**About this task:**
Skipping any pictures, give all of the records below again exactly.

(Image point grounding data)
· · · ·

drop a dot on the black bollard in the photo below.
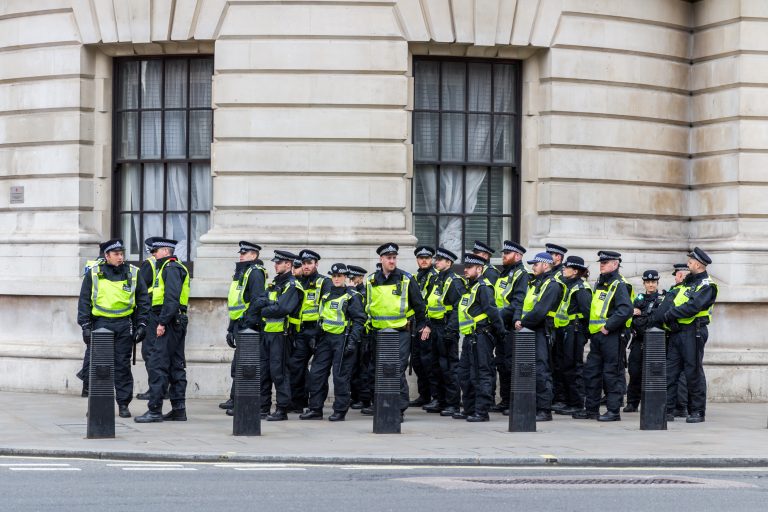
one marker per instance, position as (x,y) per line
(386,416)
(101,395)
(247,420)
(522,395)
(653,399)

· · · ·

**Response area:**
drop a dot on the black bollard in the photo below.
one marker per instance, position as (x,y) per line
(386,416)
(101,395)
(247,420)
(522,395)
(653,399)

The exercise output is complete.